● **What is expected**
Copy verbatim the lines of the rows from the line containing "45, row 238." up to and including the line containing "column 265, row 180", and nothing else.

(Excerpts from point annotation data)
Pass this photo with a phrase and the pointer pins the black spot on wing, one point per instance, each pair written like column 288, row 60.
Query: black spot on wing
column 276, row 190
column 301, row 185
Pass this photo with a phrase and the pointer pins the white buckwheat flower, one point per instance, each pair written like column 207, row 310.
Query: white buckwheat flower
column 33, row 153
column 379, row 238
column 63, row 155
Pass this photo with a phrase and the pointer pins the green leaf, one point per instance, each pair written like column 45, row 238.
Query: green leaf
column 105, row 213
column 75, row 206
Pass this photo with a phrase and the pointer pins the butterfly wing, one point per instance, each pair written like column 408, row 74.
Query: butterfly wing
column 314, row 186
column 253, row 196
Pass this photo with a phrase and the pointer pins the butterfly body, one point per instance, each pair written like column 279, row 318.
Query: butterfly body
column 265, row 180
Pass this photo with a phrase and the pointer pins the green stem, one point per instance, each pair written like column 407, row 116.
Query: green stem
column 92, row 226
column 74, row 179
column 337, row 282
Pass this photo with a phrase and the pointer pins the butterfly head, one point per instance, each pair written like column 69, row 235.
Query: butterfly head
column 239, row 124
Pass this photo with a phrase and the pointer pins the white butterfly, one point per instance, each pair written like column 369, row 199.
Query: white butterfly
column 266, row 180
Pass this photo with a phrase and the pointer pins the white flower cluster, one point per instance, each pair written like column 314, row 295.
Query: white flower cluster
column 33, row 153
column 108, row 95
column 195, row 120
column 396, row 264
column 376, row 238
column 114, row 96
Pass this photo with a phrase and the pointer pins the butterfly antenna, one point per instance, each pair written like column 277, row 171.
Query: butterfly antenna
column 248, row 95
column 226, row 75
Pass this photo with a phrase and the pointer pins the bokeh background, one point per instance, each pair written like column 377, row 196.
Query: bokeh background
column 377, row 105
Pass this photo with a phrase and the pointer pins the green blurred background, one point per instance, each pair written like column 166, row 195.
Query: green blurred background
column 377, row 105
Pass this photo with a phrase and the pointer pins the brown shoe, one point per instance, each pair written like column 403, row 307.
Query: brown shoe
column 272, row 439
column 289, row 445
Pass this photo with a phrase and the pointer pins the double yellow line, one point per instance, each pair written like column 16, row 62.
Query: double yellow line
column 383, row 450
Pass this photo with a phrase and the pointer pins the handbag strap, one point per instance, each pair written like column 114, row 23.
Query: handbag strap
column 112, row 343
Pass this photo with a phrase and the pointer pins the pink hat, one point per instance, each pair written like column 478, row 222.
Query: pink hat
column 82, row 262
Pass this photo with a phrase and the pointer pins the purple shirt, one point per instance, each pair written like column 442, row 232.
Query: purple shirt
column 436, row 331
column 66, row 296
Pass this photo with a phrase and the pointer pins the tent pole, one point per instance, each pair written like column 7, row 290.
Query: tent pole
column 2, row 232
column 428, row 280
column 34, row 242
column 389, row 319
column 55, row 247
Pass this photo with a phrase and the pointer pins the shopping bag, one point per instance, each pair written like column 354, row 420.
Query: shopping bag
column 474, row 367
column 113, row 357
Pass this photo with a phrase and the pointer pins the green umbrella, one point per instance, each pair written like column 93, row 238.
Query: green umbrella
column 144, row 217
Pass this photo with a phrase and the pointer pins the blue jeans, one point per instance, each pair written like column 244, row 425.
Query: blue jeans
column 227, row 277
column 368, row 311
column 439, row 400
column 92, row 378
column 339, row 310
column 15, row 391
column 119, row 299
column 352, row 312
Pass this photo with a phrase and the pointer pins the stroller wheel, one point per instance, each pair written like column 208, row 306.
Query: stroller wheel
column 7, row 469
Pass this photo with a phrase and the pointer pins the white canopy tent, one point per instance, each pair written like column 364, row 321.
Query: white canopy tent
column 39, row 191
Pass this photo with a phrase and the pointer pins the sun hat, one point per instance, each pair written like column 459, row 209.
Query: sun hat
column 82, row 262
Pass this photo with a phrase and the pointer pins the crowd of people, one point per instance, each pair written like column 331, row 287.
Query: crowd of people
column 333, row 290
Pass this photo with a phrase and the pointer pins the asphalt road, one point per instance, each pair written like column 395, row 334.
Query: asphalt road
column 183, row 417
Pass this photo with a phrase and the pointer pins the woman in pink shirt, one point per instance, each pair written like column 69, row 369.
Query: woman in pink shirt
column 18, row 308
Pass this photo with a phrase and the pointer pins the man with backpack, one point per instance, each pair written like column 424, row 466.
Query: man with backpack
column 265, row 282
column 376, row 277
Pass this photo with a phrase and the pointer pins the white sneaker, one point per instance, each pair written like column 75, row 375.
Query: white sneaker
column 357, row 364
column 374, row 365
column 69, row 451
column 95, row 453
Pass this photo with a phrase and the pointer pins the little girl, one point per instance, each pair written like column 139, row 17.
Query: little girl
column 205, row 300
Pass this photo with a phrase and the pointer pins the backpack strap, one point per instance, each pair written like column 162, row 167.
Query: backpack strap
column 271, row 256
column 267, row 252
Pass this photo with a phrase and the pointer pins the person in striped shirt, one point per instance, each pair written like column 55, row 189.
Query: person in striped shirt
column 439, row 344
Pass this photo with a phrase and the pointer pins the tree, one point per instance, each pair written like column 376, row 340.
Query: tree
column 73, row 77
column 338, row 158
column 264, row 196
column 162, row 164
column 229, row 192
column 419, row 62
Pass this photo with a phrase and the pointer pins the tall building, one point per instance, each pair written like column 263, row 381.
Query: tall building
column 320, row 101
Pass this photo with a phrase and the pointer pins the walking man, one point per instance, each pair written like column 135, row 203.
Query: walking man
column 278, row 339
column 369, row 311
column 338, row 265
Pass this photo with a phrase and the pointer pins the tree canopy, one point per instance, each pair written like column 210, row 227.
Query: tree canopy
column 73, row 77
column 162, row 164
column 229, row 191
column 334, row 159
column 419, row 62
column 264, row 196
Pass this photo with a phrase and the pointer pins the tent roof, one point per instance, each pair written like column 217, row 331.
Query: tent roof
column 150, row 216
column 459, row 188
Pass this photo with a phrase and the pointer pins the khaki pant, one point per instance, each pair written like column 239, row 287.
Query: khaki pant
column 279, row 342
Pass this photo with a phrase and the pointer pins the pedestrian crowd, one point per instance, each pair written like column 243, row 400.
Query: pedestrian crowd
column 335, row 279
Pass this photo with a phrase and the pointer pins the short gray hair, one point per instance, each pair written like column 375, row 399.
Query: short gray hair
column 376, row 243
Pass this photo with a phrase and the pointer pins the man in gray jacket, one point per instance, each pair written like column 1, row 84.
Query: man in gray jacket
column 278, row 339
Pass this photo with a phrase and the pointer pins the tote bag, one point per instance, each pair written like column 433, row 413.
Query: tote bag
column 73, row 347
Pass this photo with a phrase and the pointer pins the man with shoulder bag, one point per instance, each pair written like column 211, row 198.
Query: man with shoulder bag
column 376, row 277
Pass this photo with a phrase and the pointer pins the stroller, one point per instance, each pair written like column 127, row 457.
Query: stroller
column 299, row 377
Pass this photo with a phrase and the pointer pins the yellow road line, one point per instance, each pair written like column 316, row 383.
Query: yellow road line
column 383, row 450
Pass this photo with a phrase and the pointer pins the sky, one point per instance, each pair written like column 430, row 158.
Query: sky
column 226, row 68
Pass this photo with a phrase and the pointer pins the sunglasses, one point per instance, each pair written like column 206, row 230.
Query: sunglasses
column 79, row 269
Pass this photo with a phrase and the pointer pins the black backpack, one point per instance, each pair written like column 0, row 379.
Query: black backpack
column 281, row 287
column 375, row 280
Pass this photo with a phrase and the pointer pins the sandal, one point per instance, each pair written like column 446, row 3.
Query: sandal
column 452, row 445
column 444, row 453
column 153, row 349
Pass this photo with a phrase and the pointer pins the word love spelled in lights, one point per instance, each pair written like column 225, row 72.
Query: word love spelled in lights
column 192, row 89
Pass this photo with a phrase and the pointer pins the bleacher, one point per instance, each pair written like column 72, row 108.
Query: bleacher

● **Exercise result**
Pass this photo with a phrase and the pointer pins the green leaf, one point per instance, each pair written like column 45, row 238.
Query: green leaf
column 105, row 213
column 75, row 206
Pass this photo with a phrase and the pointer pins the butterfly wing, one point per instance, each pair written like column 408, row 74.
Query: butterfly wing
column 314, row 186
column 253, row 196
Pass this photo with a phrase and the pointer pins the butterfly body, one point per instance, each pair written like column 279, row 318.
Query: butterfly body
column 265, row 180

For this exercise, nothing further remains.